Extrait fourni -
○ ○ ○

[Entretien Franziska Barmettler - IKEA Suisse] « Si l’on veut diriger une entreprise, il faut prendre maintenant des mesures en faveur de l’environnement »

[Entretien Franziska Barmettler - IKEA Suisse] « Si l’on veut diriger une entreprise, il faut prendre maintenant des mesures en faveur de l’environnement »

Franziska Barmettler, Head of sustainability d’IKEA Suisse, détaille la stratégie en termes de durabilité du groupe mondial : accent mis sur la circularité, entrée sur le segment de la deuxième main, essais en matière de location de meubles, encouragement à la réparation, etc. Les chantiers sont nombreux afin d’intégrer la durabilité dans toute la chaîne de valeur. Avec pour objectifs 2030 : la volonté d’être un groupe climatiquement positif qui utilise exclusivement des matériaux recyclés ou recyclables.

 

-Vous êtes à la tête de la durabilité pour IKEA Suisse. La thématique est très présente dans votre organigramme, puisque la CEO pour la Suisse, Jessica Anderen, est également la Chief Sustainability Officer (CSO)…

- Franziska Barmettler. C’est vrai pour la Suisse, mais aussi pour les autres entités nationales du groupe. Depuis deux ans, les directeurs des pays endossent également le rôle de CSO. Cette double fonction permet d’assurer que la durabilité fait véritablement partie de la stratégie globale et qu’elle est intégrée dans tout ce que nous faisons. Tous les managers doivent avoir des indicateurs de performance sur cette thématique et des objectifs en matière de durabilité. Nous estimons en effet que la durabilité doit faire pleinement partie de l’économie.

-Le groupe IKEA a annoncé une stratégie ambitieuse en matière de circularité et de circuits courts. Comment cette stratégie globale est-elle déployée localement ?

-F.B. Notre stratégie en la matière est basée sur trois piliers. Les deux premiers (l’éco-conception et l’utilisation d’ici 2030 uniquement de matières recyclables ou renouvelables pour fabriquer l’intégralité de nos produits) ne concernent pas la Suisse, car nous ne créons ni ne fabriquons ici nos produits.

En revanche, le troisième pilier est plus intéressant pour notre pays : il s’agit de permettre aux consommateurs de donner une nouvelle vie aux produits. Nous avons commencé il y a plus de deux ans à racheter les meubles de deuxième main lors du « Buy Back Friday ». Et dès le mois de juin, nos magasins, dont celui de Vernier, disposeront de « Circular Hubs », à savoir d’endroits dédiés où nous vendrons des articles usagés.

○ ○ ○

Lignes de données -
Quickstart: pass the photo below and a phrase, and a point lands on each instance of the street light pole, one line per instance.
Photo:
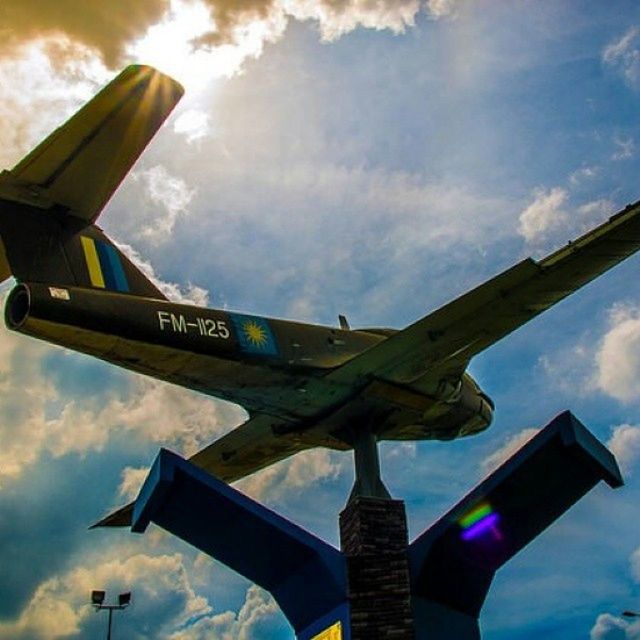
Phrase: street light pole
(97, 598)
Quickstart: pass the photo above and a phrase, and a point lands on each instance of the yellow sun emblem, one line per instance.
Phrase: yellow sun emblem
(255, 334)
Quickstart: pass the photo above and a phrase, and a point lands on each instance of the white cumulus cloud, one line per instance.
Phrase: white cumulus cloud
(618, 358)
(511, 445)
(625, 445)
(544, 215)
(623, 55)
(166, 197)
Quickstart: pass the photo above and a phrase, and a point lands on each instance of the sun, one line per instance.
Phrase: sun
(255, 334)
(169, 46)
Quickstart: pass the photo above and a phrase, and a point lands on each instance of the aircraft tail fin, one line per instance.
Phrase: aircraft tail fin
(80, 165)
(50, 200)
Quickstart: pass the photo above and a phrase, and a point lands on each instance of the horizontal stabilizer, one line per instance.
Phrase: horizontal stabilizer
(81, 164)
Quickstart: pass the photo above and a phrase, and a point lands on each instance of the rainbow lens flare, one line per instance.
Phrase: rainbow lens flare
(480, 521)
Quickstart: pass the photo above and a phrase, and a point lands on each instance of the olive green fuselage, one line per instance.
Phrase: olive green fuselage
(271, 366)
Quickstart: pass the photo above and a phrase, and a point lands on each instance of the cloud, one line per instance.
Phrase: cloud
(39, 417)
(511, 446)
(625, 148)
(583, 174)
(623, 55)
(544, 215)
(163, 598)
(548, 215)
(608, 627)
(117, 32)
(293, 475)
(39, 94)
(256, 619)
(132, 480)
(161, 191)
(106, 27)
(192, 294)
(443, 8)
(611, 627)
(618, 357)
(625, 446)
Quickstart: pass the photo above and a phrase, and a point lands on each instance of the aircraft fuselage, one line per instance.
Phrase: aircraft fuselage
(251, 360)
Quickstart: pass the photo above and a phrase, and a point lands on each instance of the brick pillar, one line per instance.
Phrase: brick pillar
(373, 535)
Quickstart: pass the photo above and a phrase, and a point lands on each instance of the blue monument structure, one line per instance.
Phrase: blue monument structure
(378, 585)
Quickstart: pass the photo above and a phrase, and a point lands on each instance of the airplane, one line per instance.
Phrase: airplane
(303, 385)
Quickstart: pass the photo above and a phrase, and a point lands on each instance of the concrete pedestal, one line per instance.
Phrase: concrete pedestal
(373, 535)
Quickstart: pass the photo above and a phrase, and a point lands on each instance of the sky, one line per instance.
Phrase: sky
(367, 157)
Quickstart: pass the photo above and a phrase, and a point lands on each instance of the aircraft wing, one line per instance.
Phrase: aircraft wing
(248, 448)
(81, 164)
(444, 341)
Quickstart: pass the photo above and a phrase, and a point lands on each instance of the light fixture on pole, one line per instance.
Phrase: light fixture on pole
(97, 599)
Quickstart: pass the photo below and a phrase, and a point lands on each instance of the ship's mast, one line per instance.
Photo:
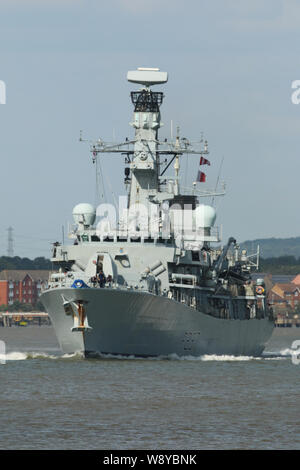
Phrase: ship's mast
(144, 177)
(146, 122)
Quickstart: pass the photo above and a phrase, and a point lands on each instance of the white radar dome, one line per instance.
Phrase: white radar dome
(205, 216)
(84, 213)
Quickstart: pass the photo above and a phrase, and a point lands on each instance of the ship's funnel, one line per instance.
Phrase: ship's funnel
(205, 216)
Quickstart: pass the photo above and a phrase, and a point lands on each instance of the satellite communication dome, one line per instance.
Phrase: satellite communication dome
(84, 213)
(205, 216)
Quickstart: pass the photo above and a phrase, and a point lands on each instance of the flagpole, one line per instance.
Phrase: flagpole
(213, 199)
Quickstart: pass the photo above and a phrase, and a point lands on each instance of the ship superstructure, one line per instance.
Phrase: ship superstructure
(150, 278)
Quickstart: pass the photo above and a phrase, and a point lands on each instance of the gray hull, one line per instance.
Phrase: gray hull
(142, 324)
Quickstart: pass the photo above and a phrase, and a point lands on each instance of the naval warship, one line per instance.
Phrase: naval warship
(156, 281)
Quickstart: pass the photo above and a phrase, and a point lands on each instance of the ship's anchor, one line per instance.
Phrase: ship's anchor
(77, 310)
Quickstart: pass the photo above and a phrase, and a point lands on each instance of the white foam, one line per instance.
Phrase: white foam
(13, 356)
(22, 356)
(227, 357)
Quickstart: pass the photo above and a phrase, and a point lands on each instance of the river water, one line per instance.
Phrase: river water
(55, 401)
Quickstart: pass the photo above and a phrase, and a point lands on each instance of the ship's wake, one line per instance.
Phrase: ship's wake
(39, 355)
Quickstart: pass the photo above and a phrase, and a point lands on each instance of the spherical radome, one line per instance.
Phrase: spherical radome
(205, 216)
(84, 213)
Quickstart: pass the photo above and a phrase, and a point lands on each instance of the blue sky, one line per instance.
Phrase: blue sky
(230, 63)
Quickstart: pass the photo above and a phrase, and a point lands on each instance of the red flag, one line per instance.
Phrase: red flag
(201, 177)
(203, 161)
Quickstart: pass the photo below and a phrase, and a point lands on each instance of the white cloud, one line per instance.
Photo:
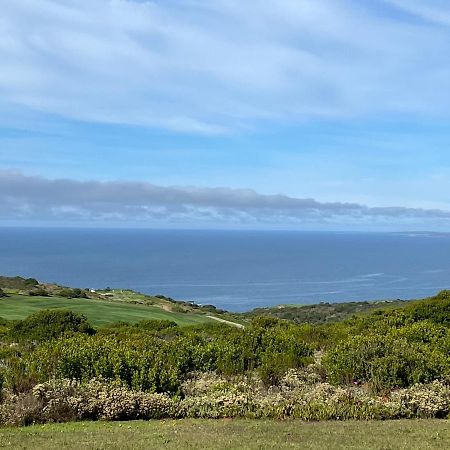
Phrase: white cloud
(211, 67)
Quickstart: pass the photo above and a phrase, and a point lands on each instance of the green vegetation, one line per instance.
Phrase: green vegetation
(136, 362)
(232, 434)
(99, 312)
(17, 283)
(323, 312)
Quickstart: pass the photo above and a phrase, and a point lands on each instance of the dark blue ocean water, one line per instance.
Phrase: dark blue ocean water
(235, 270)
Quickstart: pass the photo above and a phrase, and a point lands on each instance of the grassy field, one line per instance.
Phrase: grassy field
(98, 312)
(231, 434)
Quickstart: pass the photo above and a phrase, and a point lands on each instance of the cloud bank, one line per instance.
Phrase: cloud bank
(215, 67)
(32, 198)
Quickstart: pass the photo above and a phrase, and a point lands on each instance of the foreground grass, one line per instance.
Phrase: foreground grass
(98, 312)
(231, 434)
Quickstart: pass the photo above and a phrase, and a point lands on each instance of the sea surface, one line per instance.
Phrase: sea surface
(234, 270)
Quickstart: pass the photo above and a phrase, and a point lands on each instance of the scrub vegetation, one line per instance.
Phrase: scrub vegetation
(390, 363)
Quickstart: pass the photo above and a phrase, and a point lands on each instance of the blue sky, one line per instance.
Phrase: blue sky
(343, 102)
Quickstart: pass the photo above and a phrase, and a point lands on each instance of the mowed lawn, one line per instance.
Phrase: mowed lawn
(98, 312)
(232, 434)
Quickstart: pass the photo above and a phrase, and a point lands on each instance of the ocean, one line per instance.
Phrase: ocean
(234, 270)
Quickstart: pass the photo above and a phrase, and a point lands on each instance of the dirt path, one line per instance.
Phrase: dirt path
(234, 324)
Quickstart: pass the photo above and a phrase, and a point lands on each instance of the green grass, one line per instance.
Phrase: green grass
(232, 434)
(98, 312)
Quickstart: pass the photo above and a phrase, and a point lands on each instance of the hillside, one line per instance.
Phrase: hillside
(27, 296)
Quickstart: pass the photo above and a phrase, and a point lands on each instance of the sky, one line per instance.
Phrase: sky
(296, 114)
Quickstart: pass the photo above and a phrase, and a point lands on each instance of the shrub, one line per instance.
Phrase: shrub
(50, 324)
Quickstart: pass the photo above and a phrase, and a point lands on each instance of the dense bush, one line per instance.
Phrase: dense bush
(72, 293)
(391, 363)
(50, 324)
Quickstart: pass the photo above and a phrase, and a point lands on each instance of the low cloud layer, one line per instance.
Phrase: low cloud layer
(31, 198)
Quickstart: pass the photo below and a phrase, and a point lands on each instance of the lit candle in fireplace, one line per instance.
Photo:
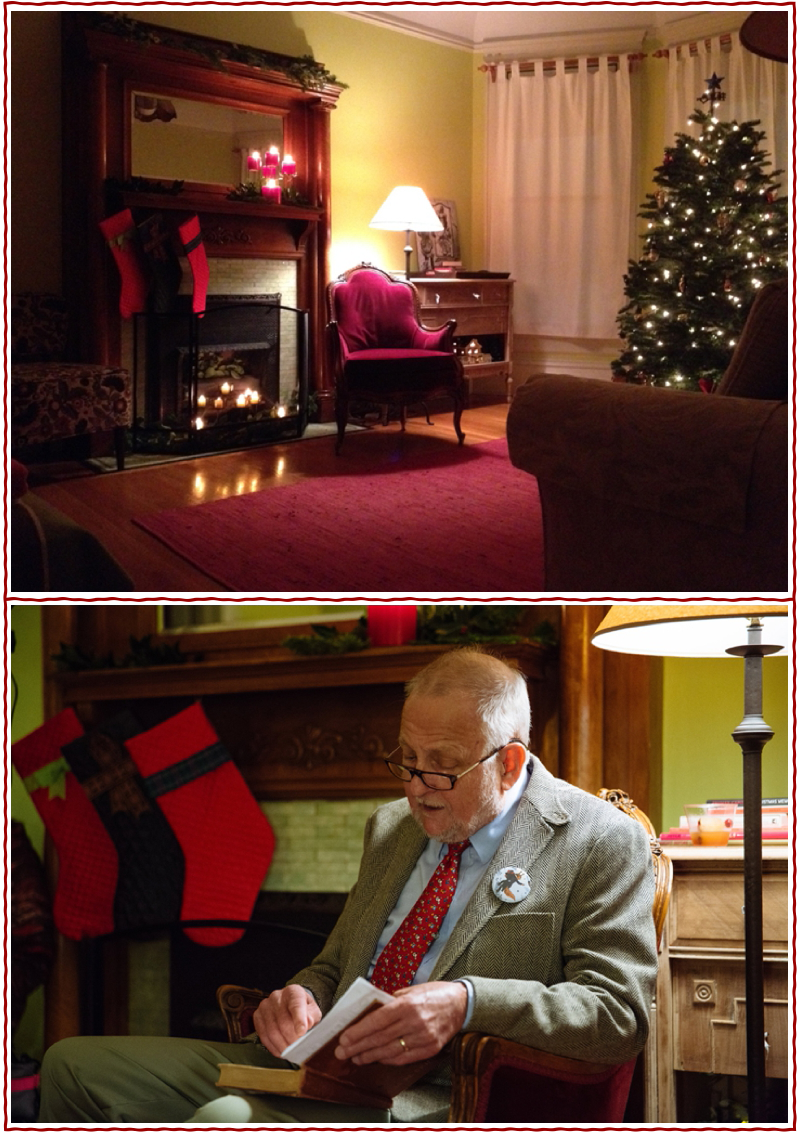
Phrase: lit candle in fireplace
(271, 191)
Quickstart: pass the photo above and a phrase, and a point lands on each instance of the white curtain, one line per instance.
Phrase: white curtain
(755, 87)
(558, 196)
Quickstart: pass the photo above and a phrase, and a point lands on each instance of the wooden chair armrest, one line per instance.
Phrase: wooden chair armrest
(478, 1057)
(237, 1006)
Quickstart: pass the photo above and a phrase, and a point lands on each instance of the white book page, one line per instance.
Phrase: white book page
(354, 1001)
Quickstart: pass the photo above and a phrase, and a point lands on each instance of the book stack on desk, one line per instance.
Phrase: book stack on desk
(774, 822)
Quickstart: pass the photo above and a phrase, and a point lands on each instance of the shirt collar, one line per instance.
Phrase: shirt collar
(487, 839)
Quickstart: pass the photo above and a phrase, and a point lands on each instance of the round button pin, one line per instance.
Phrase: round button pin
(511, 884)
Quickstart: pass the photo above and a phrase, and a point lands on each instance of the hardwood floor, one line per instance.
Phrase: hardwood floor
(104, 503)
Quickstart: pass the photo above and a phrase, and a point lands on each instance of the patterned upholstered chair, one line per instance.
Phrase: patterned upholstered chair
(49, 398)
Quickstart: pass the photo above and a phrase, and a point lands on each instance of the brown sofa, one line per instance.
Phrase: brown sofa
(650, 489)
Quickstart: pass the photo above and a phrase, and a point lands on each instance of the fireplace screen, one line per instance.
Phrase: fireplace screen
(233, 376)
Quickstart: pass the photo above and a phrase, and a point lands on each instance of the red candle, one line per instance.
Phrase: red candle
(390, 624)
(271, 192)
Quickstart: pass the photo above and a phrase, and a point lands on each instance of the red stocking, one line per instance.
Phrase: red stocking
(120, 233)
(86, 856)
(227, 840)
(195, 250)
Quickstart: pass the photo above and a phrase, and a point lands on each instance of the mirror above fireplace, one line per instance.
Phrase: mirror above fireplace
(192, 140)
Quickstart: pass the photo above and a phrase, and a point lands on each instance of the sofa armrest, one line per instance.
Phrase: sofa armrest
(49, 554)
(687, 455)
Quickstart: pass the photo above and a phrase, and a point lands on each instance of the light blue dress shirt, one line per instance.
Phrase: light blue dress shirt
(473, 865)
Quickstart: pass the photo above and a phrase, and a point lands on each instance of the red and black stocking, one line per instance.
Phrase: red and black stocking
(192, 240)
(87, 864)
(120, 233)
(227, 840)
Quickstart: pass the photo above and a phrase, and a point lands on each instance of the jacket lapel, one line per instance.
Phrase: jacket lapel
(530, 831)
(392, 874)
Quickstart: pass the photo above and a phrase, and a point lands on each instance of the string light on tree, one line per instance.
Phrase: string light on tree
(716, 232)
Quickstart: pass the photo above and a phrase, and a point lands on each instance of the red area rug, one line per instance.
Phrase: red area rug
(464, 520)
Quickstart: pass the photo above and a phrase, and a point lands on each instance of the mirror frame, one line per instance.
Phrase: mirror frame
(104, 58)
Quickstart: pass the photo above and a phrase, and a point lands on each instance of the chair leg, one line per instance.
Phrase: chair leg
(119, 445)
(340, 422)
(456, 417)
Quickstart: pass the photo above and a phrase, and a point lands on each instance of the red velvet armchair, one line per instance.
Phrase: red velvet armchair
(379, 352)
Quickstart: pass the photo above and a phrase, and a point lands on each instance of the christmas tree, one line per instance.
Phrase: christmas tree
(716, 232)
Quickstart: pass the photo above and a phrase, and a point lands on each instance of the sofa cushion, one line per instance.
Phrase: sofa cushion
(678, 453)
(759, 367)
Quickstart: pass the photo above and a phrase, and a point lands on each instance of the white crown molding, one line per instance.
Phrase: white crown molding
(665, 28)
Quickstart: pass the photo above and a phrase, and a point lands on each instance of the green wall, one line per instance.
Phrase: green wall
(702, 705)
(26, 666)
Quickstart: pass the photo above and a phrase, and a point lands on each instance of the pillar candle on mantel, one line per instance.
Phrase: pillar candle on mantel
(271, 191)
(390, 624)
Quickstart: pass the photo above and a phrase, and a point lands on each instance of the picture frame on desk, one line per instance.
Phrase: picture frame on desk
(432, 249)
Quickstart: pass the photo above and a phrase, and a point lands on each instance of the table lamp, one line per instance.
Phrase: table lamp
(697, 630)
(407, 209)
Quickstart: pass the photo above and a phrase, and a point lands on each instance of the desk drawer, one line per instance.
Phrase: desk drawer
(462, 293)
(708, 908)
(709, 1022)
(470, 320)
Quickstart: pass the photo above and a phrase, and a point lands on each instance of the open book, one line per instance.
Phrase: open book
(321, 1075)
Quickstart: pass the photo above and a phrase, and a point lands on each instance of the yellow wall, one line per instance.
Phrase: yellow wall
(405, 118)
(702, 705)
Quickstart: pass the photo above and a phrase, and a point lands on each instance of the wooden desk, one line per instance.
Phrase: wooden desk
(483, 310)
(700, 999)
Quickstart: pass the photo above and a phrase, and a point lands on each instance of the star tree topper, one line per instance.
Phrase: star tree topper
(714, 93)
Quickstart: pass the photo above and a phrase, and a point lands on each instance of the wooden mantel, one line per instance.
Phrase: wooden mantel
(296, 726)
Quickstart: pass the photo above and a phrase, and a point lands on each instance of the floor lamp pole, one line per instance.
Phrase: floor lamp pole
(752, 734)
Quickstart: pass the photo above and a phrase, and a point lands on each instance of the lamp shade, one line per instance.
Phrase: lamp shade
(766, 33)
(405, 209)
(689, 630)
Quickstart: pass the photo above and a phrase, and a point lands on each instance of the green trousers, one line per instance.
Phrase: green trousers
(156, 1081)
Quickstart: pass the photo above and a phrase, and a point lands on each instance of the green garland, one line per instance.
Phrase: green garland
(328, 640)
(302, 69)
(478, 623)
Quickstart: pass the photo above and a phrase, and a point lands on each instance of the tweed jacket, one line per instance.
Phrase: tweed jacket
(569, 969)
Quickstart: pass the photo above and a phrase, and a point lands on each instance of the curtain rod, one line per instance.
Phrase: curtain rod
(693, 47)
(529, 65)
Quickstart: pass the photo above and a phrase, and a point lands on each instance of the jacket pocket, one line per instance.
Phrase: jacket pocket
(515, 946)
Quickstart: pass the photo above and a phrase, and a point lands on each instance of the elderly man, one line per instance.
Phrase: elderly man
(542, 933)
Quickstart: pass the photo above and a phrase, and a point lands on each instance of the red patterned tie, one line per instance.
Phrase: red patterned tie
(407, 947)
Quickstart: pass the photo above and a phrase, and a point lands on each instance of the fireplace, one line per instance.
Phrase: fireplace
(236, 375)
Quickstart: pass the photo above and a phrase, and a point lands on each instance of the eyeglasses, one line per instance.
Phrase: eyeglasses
(440, 782)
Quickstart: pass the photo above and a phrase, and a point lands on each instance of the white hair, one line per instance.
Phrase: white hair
(496, 686)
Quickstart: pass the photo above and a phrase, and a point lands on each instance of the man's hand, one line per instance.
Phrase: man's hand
(424, 1016)
(284, 1016)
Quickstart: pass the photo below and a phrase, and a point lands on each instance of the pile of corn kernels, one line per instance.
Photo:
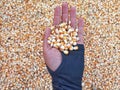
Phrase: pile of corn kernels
(22, 25)
(64, 37)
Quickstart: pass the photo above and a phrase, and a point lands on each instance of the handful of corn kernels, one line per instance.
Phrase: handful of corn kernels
(64, 37)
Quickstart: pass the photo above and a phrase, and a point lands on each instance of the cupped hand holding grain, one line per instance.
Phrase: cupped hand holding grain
(52, 56)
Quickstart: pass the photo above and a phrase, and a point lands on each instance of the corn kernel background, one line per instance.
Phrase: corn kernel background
(22, 25)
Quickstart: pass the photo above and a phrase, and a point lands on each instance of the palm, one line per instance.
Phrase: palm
(52, 55)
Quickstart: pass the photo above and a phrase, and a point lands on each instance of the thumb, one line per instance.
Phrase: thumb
(80, 31)
(46, 46)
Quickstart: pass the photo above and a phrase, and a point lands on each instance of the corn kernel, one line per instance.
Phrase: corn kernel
(65, 52)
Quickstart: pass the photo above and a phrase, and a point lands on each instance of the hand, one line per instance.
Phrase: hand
(52, 56)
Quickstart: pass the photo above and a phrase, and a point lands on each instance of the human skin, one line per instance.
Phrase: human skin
(52, 56)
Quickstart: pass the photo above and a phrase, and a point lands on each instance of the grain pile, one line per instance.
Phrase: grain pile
(22, 25)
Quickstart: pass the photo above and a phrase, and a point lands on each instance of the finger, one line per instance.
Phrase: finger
(73, 16)
(46, 46)
(64, 12)
(80, 31)
(57, 15)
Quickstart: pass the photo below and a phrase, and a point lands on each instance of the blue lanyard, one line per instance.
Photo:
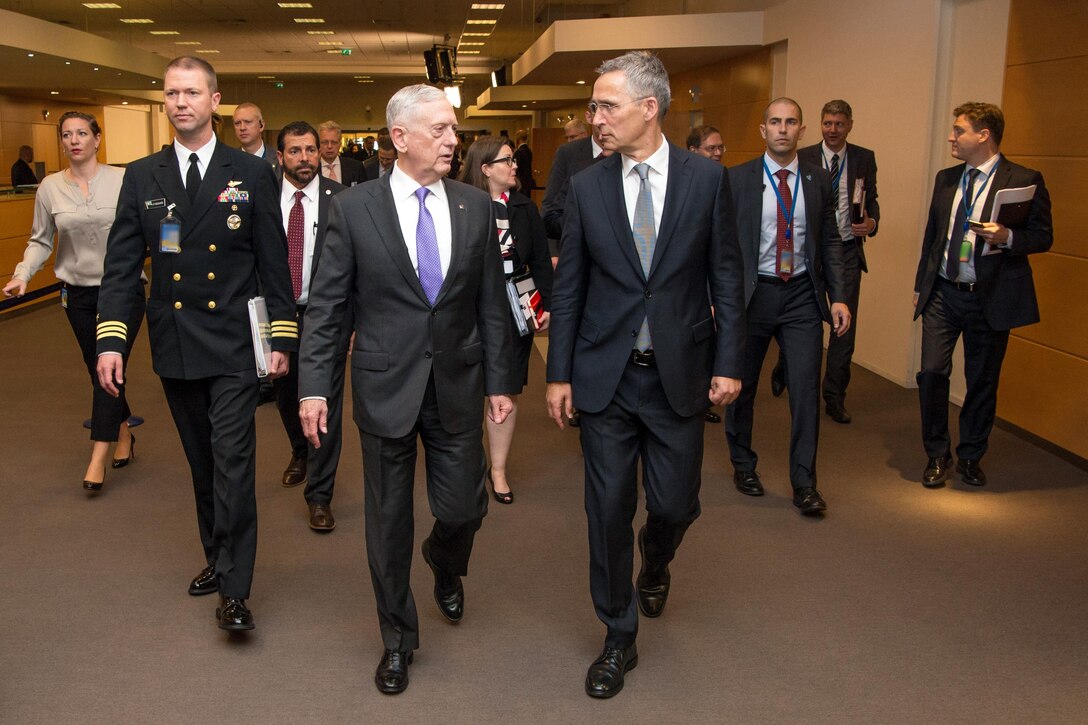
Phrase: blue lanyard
(969, 208)
(778, 195)
(842, 164)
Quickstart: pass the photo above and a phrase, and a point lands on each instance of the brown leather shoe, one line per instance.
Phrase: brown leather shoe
(321, 517)
(295, 472)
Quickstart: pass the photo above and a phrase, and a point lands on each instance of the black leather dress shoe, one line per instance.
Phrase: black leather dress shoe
(321, 517)
(748, 482)
(778, 380)
(233, 615)
(448, 592)
(392, 674)
(652, 589)
(837, 412)
(605, 677)
(205, 582)
(937, 471)
(295, 472)
(971, 471)
(810, 501)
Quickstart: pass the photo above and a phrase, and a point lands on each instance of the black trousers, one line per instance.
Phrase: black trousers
(458, 499)
(214, 419)
(840, 351)
(107, 413)
(787, 311)
(321, 463)
(638, 424)
(949, 314)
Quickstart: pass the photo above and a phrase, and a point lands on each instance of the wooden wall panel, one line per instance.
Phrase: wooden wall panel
(1040, 100)
(1045, 379)
(1046, 392)
(1063, 303)
(1046, 31)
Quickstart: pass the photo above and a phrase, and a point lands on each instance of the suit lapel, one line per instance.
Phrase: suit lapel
(676, 194)
(383, 213)
(615, 206)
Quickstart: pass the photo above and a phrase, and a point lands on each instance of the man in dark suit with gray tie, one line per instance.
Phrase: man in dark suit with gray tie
(792, 263)
(305, 197)
(415, 256)
(208, 214)
(973, 280)
(648, 245)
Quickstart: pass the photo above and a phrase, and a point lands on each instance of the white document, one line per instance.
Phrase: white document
(261, 331)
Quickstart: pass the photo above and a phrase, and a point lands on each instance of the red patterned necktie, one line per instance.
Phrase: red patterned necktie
(296, 242)
(783, 243)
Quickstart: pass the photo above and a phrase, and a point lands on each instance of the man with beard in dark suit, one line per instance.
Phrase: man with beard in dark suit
(413, 256)
(230, 247)
(792, 263)
(974, 280)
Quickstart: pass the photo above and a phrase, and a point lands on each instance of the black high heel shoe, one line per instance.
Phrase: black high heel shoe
(121, 463)
(501, 498)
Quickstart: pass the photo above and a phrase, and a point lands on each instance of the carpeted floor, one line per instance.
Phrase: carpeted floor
(902, 605)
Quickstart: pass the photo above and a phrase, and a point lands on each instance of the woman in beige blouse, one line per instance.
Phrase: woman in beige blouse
(77, 206)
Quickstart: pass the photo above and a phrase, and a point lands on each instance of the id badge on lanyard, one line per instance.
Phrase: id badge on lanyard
(170, 233)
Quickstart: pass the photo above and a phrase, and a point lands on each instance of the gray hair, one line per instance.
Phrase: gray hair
(402, 107)
(644, 76)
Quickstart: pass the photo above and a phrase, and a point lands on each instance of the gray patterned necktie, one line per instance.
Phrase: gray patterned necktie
(645, 237)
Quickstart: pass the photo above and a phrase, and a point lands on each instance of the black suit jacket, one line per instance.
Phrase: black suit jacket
(823, 243)
(351, 171)
(602, 295)
(1004, 280)
(861, 163)
(400, 340)
(233, 248)
(569, 159)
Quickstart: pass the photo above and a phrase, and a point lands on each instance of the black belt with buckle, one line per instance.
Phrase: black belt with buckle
(962, 286)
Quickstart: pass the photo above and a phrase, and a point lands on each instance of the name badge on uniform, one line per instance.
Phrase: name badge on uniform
(170, 233)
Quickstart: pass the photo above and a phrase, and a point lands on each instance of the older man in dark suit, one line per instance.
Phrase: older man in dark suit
(230, 247)
(305, 198)
(413, 255)
(792, 263)
(647, 233)
(974, 280)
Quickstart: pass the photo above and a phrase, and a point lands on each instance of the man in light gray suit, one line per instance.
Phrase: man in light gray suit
(415, 256)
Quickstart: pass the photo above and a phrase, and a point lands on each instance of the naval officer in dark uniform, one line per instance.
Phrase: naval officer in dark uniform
(230, 246)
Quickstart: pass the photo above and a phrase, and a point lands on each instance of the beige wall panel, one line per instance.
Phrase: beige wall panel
(1067, 183)
(1047, 31)
(1036, 97)
(1046, 392)
(1063, 299)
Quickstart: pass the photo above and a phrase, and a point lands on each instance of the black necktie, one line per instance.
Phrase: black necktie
(955, 238)
(193, 177)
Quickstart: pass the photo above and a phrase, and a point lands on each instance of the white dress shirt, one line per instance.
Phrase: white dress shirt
(985, 176)
(768, 226)
(204, 157)
(309, 201)
(658, 177)
(404, 196)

○ ○ ○

Série de consignes -
1. Recopiez le passage de l'entretien qui commence par « -F.B. Notre stratégie » et se poursuit jusqu'à « des articles usagés. ».
2. Indiquez si chacune des affirmations suivantes concorde avec l'entretien, en répondant par oui ou par non et en citant les mots décisifs du texte : (a) IKEA fabrique ses produits en Suisse. (b) Depuis deux ans, les directeurs des pays occupent aussi le rôle de CSO. (c) Le magasin de Vernier disposera d'un « Circular Hub » dès le mois de juin.
Ce matériel provient d'une autre source que l'entretien.

Liste des solutions -
1.
-F.B. Notre stratégie en la matière est basée sur trois piliers. Les deux premiers (l’éco-conception et l’utilisation d’ici 2030 uniquement de matières recyclables ou renouvelables pour fabriquer l’intégralité de nos produits) ne concernent pas la Suisse, car nous ne créons ni ne fabriquons ici nos produits.

En revanche, le troisième pilier est plus intéressant pour notre pays : il s’agit de permettre aux consommateurs de donner une nouvelle vie aux produits. Nous avons commencé il y a plus de deux ans à racheter les meubles de deuxième main lors du « Buy Back Friday ». Et dès le mois de juin, nos magasins, dont celui de Vernier, disposeront de « Circular Hubs », à savoir d’endroits dédiés où nous vendrons des articles usagés.

2.
(a) Non : « nous ne créons ni ne fabriquons ici nos produits ».
(b) Oui : « Depuis deux ans, les directeurs des pays endossent également le rôle de CSO. »
(c) Oui : « dès le mois de juin, nos magasins, dont celui de Vernier, disposeront de « Circular Hubs » ».